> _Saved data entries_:
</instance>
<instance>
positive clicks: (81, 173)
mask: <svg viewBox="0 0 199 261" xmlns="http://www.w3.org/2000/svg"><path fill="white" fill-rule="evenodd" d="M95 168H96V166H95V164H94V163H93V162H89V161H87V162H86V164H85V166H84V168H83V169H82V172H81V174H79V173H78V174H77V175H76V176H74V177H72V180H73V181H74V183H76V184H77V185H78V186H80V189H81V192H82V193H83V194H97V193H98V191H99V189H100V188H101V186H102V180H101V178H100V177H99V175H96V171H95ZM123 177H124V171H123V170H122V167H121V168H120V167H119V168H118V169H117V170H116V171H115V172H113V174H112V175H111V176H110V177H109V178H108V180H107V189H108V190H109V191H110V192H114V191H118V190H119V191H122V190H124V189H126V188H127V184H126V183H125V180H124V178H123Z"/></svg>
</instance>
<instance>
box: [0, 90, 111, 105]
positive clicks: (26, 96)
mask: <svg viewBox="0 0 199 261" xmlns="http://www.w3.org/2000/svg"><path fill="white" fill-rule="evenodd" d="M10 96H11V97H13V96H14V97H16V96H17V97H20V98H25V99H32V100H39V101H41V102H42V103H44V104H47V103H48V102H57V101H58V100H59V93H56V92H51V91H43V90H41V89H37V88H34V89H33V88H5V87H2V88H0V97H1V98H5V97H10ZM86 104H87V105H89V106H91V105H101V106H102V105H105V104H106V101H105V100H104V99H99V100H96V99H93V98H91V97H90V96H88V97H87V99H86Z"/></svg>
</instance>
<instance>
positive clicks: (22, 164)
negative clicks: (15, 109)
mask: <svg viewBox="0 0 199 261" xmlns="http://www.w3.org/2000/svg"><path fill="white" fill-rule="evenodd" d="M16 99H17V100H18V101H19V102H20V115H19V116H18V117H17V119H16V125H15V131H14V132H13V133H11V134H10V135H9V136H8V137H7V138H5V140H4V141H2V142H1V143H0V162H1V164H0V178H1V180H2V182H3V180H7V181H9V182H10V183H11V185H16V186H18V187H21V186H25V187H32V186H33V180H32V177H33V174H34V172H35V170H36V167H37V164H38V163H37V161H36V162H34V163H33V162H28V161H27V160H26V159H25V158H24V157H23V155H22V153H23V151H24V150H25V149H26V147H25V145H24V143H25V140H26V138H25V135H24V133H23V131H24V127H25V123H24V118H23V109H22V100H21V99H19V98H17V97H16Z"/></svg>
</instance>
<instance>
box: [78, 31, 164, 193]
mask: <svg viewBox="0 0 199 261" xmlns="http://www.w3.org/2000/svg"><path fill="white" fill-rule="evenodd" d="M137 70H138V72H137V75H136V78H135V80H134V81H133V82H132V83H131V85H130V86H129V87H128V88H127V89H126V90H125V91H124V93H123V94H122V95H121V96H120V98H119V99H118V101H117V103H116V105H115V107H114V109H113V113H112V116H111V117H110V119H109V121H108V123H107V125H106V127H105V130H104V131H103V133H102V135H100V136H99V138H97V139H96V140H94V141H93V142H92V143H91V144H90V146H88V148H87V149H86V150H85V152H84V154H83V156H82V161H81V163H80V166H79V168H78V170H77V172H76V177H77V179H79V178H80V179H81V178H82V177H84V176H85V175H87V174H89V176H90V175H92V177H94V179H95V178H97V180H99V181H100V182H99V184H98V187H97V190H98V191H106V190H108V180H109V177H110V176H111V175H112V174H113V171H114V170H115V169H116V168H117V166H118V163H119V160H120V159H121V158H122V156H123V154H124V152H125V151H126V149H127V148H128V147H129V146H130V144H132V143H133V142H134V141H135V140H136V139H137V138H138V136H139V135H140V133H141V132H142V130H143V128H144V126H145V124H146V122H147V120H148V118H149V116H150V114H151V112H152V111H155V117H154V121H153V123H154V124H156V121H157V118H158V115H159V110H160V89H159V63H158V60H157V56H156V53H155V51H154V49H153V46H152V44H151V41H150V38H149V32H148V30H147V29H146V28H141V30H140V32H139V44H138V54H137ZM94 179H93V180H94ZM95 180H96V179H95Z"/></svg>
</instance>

> _Instruction_: Duplicate every line of the listing above without changing anything.

> _Completed exercise_:
</instance>
<instance>
positive clicks: (81, 173)
mask: <svg viewBox="0 0 199 261" xmlns="http://www.w3.org/2000/svg"><path fill="white" fill-rule="evenodd" d="M95 168H96V166H95V164H94V163H93V162H89V161H87V162H86V164H85V166H84V168H83V169H82V172H81V174H79V173H78V174H77V175H76V176H74V177H72V180H73V181H74V183H76V184H77V185H78V186H80V189H81V192H82V193H83V194H97V193H98V191H99V189H100V188H101V186H102V180H101V178H100V177H99V175H96V171H95ZM123 177H124V171H123V170H122V167H121V168H120V167H119V168H118V169H117V170H116V171H115V172H113V174H112V175H111V176H110V177H109V178H108V180H107V189H108V190H109V191H110V192H114V191H118V190H119V191H122V190H124V189H126V188H127V184H126V183H125V180H124V178H123Z"/></svg>
</instance>
<instance>
box: [0, 90, 111, 105]
positive clicks: (26, 96)
mask: <svg viewBox="0 0 199 261" xmlns="http://www.w3.org/2000/svg"><path fill="white" fill-rule="evenodd" d="M10 96H11V97H13V96H14V97H16V96H17V97H20V98H25V99H32V100H39V101H41V102H42V103H44V104H47V103H48V102H57V101H58V100H59V93H56V92H51V91H43V90H41V89H37V88H34V89H33V88H5V87H2V88H0V97H1V98H5V97H10ZM86 104H87V105H89V106H91V105H101V106H102V105H105V104H106V101H105V100H104V99H99V100H96V99H93V98H91V97H90V96H88V97H87V99H86Z"/></svg>
</instance>
<instance>
positive clicks: (22, 164)
negative clicks: (15, 109)
mask: <svg viewBox="0 0 199 261" xmlns="http://www.w3.org/2000/svg"><path fill="white" fill-rule="evenodd" d="M16 99H17V100H18V101H19V102H20V115H19V116H18V117H17V119H16V125H15V131H14V132H13V133H11V134H10V135H9V136H8V137H7V138H5V140H4V141H2V142H1V143H0V162H1V164H0V178H1V180H2V182H3V180H7V181H9V182H10V183H11V185H16V186H18V187H21V186H25V187H32V186H33V180H32V177H33V174H34V172H35V170H36V167H37V164H38V163H37V161H36V162H34V163H33V162H28V161H27V160H26V159H25V158H24V157H23V155H22V153H23V151H24V150H25V149H26V147H25V145H24V143H25V140H26V138H25V135H24V133H23V131H24V127H25V123H24V118H23V109H22V100H21V99H19V98H17V97H16Z"/></svg>
</instance>
<instance>
box: [78, 31, 164, 193]
mask: <svg viewBox="0 0 199 261" xmlns="http://www.w3.org/2000/svg"><path fill="white" fill-rule="evenodd" d="M137 70H138V72H137V75H136V78H135V80H134V81H133V82H132V83H131V85H130V86H129V87H128V88H127V89H126V90H125V91H124V93H123V94H122V95H121V96H120V98H119V99H118V101H117V103H116V105H115V107H114V109H113V113H112V116H111V117H110V119H109V121H108V123H107V125H106V127H105V130H104V131H103V133H102V135H100V136H99V138H97V139H96V140H94V141H93V142H92V143H91V144H90V146H88V148H87V149H86V150H85V152H84V154H83V156H82V161H81V163H80V166H79V168H78V170H77V172H76V177H77V179H79V178H80V179H81V178H82V177H84V176H85V175H87V174H89V176H90V175H92V177H94V179H95V178H97V180H99V181H100V182H99V184H98V187H97V190H98V191H106V190H108V180H109V177H110V176H111V175H112V174H113V171H114V170H115V169H116V168H117V166H118V163H119V160H120V159H121V158H122V156H123V154H124V152H125V151H126V149H127V148H128V147H129V146H130V144H132V143H133V142H134V141H135V140H136V139H137V138H138V136H139V135H140V133H141V132H142V130H143V128H144V126H145V124H146V122H147V120H148V118H149V116H150V114H151V112H152V111H155V117H154V121H153V123H154V124H156V121H157V118H158V115H159V110H160V89H159V63H158V60H157V56H156V53H155V51H154V49H153V46H152V44H151V41H150V38H149V32H148V30H147V29H146V28H141V30H140V32H139V44H138V54H137ZM94 179H93V180H94ZM95 180H96V179H95Z"/></svg>
</instance>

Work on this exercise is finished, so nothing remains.